> [Quoted passage]

==*==

I would like to retrieve users with repositories that contain a README file that contains text that is matched by a string passed in the query. Is this possible using the GitHub API?
In addition, I would like to include location and language in the query.
thanks.
This is not straightforward using the available API now. However, you can use the API to get what you want.
Be warned that there are over 10 million repositories on Github - it will take a long time. As you can only retrieve a list of 100 repositories per query, you need to use pagination -> more than 100000 requests to get all the repositories. A user is limited to 5000 requests per hour, then you are "banned" for another hour. This will take more than 40 hours, if you're using just one user credentials.
Steps:
Get the JSON with all the repositories (https://developer.github.com/v3/repos/#list-all-public-repositories)
Use pagination to fetch 100 objects per query (https://developer.github.com/v3/#link-header)
Decode the json and retrieve the list of repositories
For each repository you need to get the repository url object from the JSON, which gives you the link to the repository.
Now you need to get the README contents. There are two ways :
a) You use the Github API, by using the repo url and sending a GET request for : https://api.github.com/repos/:owner/:repo/readme( https://developer.github.com/v3/repos/contents/#get-the-readme) and then either decode the file (it is encoded using Base64) or you follow the html property of the JSON e.g "html": "https://github.com/pengwynn/octokit/blob/master/README.md". If there is no README, you will get a 404 Not found code, so you can easily proceed to the next repository.

==*==

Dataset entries
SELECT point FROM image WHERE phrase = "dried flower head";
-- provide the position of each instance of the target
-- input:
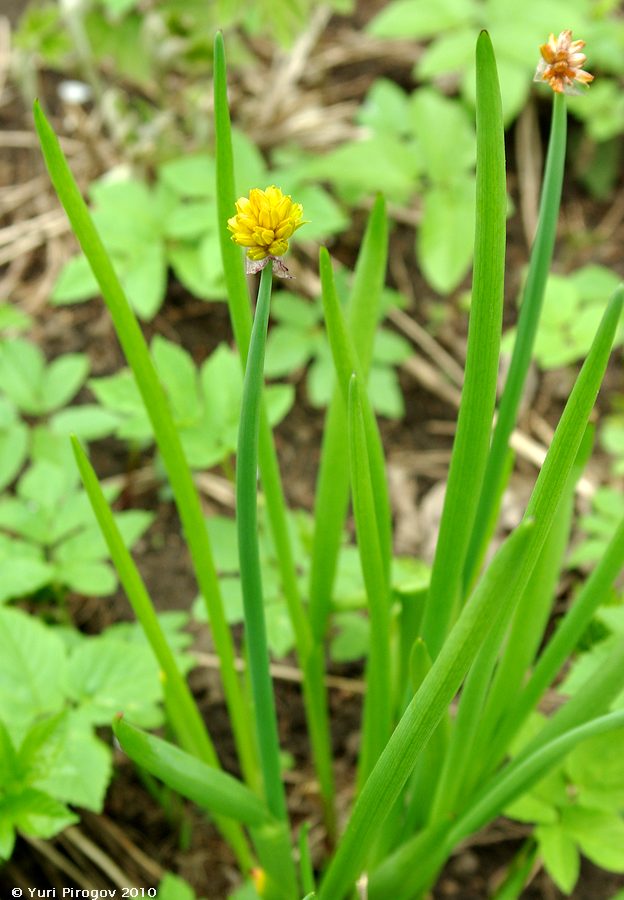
(264, 223)
(561, 64)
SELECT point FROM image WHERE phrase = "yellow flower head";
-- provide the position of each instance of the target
(561, 64)
(264, 223)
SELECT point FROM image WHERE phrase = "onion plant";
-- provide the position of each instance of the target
(449, 682)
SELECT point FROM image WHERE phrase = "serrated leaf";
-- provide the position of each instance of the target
(23, 576)
(63, 758)
(32, 669)
(34, 813)
(107, 677)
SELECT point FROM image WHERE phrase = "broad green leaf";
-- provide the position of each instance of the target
(21, 576)
(445, 239)
(106, 677)
(596, 768)
(46, 486)
(65, 759)
(34, 813)
(22, 367)
(75, 284)
(33, 668)
(13, 443)
(560, 856)
(599, 835)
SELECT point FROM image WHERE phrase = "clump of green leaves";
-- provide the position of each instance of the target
(205, 401)
(350, 640)
(297, 339)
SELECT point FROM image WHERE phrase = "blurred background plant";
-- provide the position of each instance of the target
(332, 103)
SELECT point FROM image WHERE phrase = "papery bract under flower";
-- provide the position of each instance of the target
(263, 224)
(561, 64)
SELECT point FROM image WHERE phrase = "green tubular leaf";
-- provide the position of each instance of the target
(346, 363)
(541, 256)
(571, 427)
(564, 640)
(377, 708)
(167, 438)
(187, 721)
(238, 295)
(468, 750)
(414, 867)
(215, 791)
(559, 462)
(499, 583)
(249, 554)
(194, 736)
(332, 494)
(472, 439)
(314, 690)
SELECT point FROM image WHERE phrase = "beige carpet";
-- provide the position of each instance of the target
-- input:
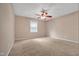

==*==

> [Exercise task] Repeat the passage on searching GitHub README files between "Decode the json" and "to the repository.", inclusive. The material above has nothing to do with this.

> [Answer below]
Decode the json and retrieve the list of repositories
For each repository you need to get the repository url object from the JSON, which gives you the link to the repository.